Problem to work on:
Copy the part of the Laurence Stassen profile that starts at "Dutch politician and television" and ends at "life in Limburg.", without changing anything.

Page excerpt:
**********

Member of the European Parliament
- In office 14 July 2009 – 1 July 2014
- Constituency: Netherlands

Personal details
- Born: Laurence Jeanne Arnoldine Joseph Stassen 8 February 1971 (age 55) Sittard, Netherlands
- Party: Independent
- Other political affiliations: Party for Freedom (2009–2014) An Independence from Europe (2014) For the Netherlands (2014– 2017)
- Occupation: Vice-chair of the PVV EU group 2009-2014 Chair of PVV limburg 2011- June 2012 Freelance journalist
- Website: L.J.A.J. (Laurence) Stassen at www.parlement.com

= Laurence Stassen =

Dutch politician and television presenter

Laurence Jeanne Arnoldine Joseph Stassen (born 8 February 1971, in Sittard) is an independent Dutch politician and a former freelance television presenter of the regional broadcasting TV Limburg. There she presented the program sponsored Limburg Leeft (translated: Limburg Lives) about residency and life in Limburg.

**********

Record excerpts:
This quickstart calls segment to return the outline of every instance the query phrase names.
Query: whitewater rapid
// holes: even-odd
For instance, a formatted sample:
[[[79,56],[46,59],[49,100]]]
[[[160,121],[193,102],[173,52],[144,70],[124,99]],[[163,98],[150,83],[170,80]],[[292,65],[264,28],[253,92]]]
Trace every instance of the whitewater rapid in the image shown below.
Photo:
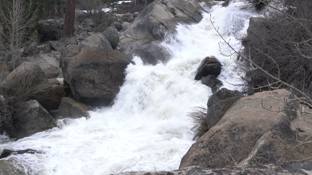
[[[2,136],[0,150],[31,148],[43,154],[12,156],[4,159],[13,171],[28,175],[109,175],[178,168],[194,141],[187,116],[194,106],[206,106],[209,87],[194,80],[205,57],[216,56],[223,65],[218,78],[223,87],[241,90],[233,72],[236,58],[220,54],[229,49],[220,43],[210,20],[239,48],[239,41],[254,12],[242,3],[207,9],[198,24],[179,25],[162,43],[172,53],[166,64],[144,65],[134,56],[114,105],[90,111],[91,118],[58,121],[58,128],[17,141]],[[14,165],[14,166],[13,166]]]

**********

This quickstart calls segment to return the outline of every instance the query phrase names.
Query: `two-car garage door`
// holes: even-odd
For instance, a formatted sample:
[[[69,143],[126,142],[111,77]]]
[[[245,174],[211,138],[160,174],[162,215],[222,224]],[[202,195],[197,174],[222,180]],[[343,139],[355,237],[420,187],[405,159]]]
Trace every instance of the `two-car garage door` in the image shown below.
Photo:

**********

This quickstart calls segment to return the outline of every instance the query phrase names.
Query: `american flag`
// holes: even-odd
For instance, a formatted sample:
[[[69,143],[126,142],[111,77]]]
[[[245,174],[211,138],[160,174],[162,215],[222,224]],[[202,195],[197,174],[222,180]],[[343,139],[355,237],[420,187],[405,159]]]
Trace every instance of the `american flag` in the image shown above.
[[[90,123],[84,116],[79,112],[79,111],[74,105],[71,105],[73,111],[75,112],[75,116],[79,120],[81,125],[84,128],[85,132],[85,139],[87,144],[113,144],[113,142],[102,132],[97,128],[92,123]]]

**********

Response for this exercise:
Dutch politician and television presenter

Laurence Jeanne Arnoldine Joseph Stassen (born 8 February 1971, in Sittard) is an independent Dutch politician and a former freelance television presenter of the regional broadcasting TV Limburg. There she presented the program sponsored Limburg Leeft (translated: Limburg Lives) about residency and life in Limburg.